== Selected text ==
+---+
文章 Articles

The real cost of cheap oil

BP’s rig disaster in the Gulf of Mexico is only unusual for being so near the United States, writes John Vidal. In other locations, Big Oil is rarely pressed to clean up its mess.

Article image

Big Oil is holding its breath. BP’s shares are in steep decline after the debacle in the Gulf of Mexico. President Barack Obama, the American people and the global environmental community are outraged, and now the company stands to lose the rights to drill for oil in the Arctic and other ecologically sensitive places.

The gulf disaster may cost it a few billion US dollars, but so what? When annual profits for a company often run to tens of billions, the cost of laying 5,000 miles (8,000 kilometres) of booms, or spraying millions of gallons (litres) of dispersants and settling 100,000 court cases is not much more than missing a few months’ production. It’s awkward, but it can easily be passed on.
+---+
== Data ==
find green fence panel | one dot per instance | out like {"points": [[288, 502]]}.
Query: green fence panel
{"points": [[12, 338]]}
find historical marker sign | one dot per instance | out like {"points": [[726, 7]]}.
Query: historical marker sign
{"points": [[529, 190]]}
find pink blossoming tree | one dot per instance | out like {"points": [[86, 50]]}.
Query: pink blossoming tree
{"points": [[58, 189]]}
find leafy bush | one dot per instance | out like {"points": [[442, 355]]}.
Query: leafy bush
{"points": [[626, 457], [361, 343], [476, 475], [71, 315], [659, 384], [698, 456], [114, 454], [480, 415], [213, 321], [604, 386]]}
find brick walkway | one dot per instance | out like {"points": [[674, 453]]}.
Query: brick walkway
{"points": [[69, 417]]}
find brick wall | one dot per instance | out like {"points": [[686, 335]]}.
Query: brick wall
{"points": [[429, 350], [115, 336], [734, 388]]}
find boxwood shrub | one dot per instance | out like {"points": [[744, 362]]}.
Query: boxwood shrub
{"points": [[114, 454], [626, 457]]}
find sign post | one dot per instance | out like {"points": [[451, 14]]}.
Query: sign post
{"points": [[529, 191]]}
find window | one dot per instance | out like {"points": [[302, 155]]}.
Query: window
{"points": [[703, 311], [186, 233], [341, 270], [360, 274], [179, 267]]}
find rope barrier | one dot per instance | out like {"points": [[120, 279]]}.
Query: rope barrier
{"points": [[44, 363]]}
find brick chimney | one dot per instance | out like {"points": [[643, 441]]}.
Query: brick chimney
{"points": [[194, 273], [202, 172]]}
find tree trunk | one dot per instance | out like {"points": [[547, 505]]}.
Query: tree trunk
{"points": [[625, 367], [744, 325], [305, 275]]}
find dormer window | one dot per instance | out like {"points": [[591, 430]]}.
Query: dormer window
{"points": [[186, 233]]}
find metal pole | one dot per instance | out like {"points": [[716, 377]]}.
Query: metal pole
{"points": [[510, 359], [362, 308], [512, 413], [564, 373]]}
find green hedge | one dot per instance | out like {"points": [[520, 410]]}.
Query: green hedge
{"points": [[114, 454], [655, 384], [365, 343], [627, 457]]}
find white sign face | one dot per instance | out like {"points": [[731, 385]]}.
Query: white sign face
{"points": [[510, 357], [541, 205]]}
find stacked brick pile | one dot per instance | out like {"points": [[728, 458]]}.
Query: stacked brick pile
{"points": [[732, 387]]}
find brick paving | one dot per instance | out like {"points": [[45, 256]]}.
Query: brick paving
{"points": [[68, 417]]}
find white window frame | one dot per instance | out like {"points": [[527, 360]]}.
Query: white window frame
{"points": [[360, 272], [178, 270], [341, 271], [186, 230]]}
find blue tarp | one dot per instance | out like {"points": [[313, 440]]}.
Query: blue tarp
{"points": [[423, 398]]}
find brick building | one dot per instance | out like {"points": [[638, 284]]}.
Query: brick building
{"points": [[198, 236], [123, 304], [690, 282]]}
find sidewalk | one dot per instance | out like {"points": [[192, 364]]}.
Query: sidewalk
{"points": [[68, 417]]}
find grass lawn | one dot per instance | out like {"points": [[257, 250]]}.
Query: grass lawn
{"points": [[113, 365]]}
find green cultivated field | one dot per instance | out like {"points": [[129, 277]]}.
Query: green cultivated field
+---+
List every cleanup expense that the article on the cost of cheap oil weighs against missing a few months' production. The material here comes from a separate source, not from the article.

- Laying 5,000 miles (8,000 kilometres) of booms
- Spraying millions of gallons (litres) of dispersants
- Settling 100,000 court cases